Problem →
Please format the rows below as a Markdown table with two columns, No. and Entry, numbering each row and leaving out any blank lines.

Listed records →
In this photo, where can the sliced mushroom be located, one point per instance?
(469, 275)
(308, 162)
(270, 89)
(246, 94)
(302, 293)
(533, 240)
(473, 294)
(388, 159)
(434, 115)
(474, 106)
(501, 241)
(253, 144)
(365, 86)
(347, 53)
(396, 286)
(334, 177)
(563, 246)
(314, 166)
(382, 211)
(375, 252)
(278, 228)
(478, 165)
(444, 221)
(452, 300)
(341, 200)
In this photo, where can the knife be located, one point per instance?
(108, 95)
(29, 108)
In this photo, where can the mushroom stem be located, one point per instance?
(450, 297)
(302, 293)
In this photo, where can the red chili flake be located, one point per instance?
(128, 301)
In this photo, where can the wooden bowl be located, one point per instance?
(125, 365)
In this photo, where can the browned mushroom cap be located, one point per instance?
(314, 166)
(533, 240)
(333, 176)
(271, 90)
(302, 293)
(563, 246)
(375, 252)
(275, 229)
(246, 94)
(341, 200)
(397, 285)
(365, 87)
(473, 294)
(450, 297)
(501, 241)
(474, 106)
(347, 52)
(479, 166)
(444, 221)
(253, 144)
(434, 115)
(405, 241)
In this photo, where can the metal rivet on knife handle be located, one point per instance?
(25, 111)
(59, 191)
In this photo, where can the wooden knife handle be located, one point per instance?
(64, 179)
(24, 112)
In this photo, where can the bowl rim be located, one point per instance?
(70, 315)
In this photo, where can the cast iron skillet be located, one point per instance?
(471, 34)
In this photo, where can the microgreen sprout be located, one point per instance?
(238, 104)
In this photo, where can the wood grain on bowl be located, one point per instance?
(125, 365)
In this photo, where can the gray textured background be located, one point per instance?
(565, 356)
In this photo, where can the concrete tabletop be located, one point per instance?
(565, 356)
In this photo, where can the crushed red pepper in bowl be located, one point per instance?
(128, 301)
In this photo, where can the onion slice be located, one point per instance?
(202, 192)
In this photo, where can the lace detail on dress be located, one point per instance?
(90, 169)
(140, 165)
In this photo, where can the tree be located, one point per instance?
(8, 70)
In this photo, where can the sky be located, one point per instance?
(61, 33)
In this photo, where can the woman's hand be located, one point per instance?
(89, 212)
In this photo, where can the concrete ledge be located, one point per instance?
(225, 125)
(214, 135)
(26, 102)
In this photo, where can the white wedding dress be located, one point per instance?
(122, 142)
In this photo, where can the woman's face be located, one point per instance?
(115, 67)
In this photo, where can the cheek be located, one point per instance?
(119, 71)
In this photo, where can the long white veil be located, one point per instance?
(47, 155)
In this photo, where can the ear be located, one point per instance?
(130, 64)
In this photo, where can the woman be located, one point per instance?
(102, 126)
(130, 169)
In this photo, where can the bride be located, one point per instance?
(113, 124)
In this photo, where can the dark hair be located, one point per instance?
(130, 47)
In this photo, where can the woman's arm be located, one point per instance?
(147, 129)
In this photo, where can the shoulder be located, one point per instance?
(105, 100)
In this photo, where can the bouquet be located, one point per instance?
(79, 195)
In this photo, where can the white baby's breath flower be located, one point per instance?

Answer for this exercise →
| No. | Entry |
|---|---|
| 1 | In this photo, where can the sliced mushroom be located, one point per instance? |
| 2 | (469, 275) |
| 3 | (308, 162) |
| 4 | (270, 89) |
| 5 | (246, 94) |
| 6 | (302, 293) |
| 7 | (533, 240) |
| 8 | (473, 294) |
| 9 | (388, 159) |
| 10 | (434, 115) |
| 11 | (474, 106) |
| 12 | (501, 241) |
| 13 | (253, 144) |
| 14 | (365, 86) |
| 15 | (347, 53) |
| 16 | (396, 286) |
| 17 | (334, 177) |
| 18 | (563, 246) |
| 19 | (314, 166) |
| 20 | (382, 211) |
| 21 | (375, 252) |
| 22 | (278, 228) |
| 23 | (478, 165) |
| 24 | (444, 221) |
| 25 | (452, 300) |
| 26 | (341, 200) |
| 27 | In this photo, where can the knife be located, one point per instance? |
| 28 | (108, 95) |
| 29 | (29, 108) |
| 30 | In this photo, where can the mushroom stem be located, one point per instance? |
| 31 | (450, 297) |
| 32 | (302, 293) |
| 33 | In this photo, where can the red chili flake be located, one point per instance? |
| 34 | (128, 301) |
| 35 | In this photo, where can the wooden bowl be located, one point per instance? |
| 36 | (125, 365) |
| 37 | In this photo, where can the browned mushroom cap be located, one point per instance? |
| 38 | (314, 166) |
| 39 | (533, 240) |
| 40 | (333, 176) |
| 41 | (271, 90) |
| 42 | (302, 293) |
| 43 | (563, 246) |
| 44 | (375, 252) |
| 45 | (275, 229) |
| 46 | (246, 94) |
| 47 | (341, 200) |
| 48 | (397, 285) |
| 49 | (365, 87) |
| 50 | (473, 294) |
| 51 | (450, 297) |
| 52 | (501, 241) |
| 53 | (474, 106) |
| 54 | (347, 52) |
| 55 | (479, 166) |
| 56 | (444, 221) |
| 57 | (253, 144) |
| 58 | (434, 115) |
| 59 | (405, 241) |
| 60 | In this photo, where can the metal rivet on knife handle be located, one point per instance? |
| 61 | (25, 111) |
| 62 | (59, 191) |
| 63 | In this photo, where can the wooden knife handle be located, one point per instance? |
| 64 | (64, 179) |
| 65 | (24, 112) |
| 66 | In this photo, where can the bowl rim be located, one point per instance? |
| 67 | (70, 315) |
| 68 | In this photo, where can the cast iron skillet be located, one point per instance? |
| 69 | (471, 34) |
| 70 | In this photo, where can the microgreen sprout be located, one point per instance? |
| 71 | (238, 104) |
| 72 | In this photo, where can the wood grain on bowl be located, one point per instance? |
| 73 | (125, 365) |
| 74 | In this photo, where can the gray textured background be located, one point per instance? |
| 75 | (565, 356) |
| 76 | In this photo, where can the concrete tabletop be located, one point per instance? |
| 77 | (565, 356) |
| 78 | In this photo, where can the crushed red pepper in bowl be located, one point per instance? |
| 79 | (128, 301) |
| 80 | In this photo, where can the onion slice be located, one point per instance? |
| 81 | (202, 192) |
| 82 | In this photo, where can the lace detail on dress be located, one point per instance? |
| 83 | (90, 169) |
| 84 | (140, 165) |
| 85 | In this photo, where can the tree be located, one point per instance? |
| 86 | (8, 70) |
| 87 | In this photo, where can the sky be located, one point per instance? |
| 88 | (61, 33) |
| 89 | In this photo, where can the woman's hand be located, one point per instance? |
| 90 | (89, 212) |
| 91 | In this photo, where can the concrete ledge be located, one point per instance? |
| 92 | (225, 125) |
| 93 | (214, 135) |
| 94 | (26, 102) |
| 95 | In this photo, where can the white wedding dress be located, one point per instance? |
| 96 | (122, 142) |
| 97 | In this photo, where can the woman's face be located, one point per instance? |
| 98 | (115, 67) |
| 99 | In this photo, where can the cheek be located, one point per instance? |
| 100 | (119, 71) |
| 101 | In this photo, where can the long white veil be located, one point per instance? |
| 102 | (47, 155) |
| 103 | In this photo, where can the ear be located, one point per instance? |
| 104 | (130, 64) |
| 105 | In this photo, where can the woman be located, one point per instance? |
| 106 | (102, 126) |
| 107 | (130, 169) |
| 108 | In this photo, where can the bride be located, one point per instance? |
| 109 | (113, 124) |
| 110 | In this photo, where can the dark hair be located, one point per instance? |
| 111 | (130, 47) |
| 112 | In this photo, where can the woman's arm be located, one point per instance? |
| 113 | (147, 129) |
| 114 | In this photo, where can the shoulder be located, one point per instance? |
| 115 | (105, 100) |
| 116 | In this photo, where can the bouquet be located, one point per instance? |
| 117 | (79, 195) |
| 118 | In this photo, where can the white baby's breath flower be located, one point per instance? |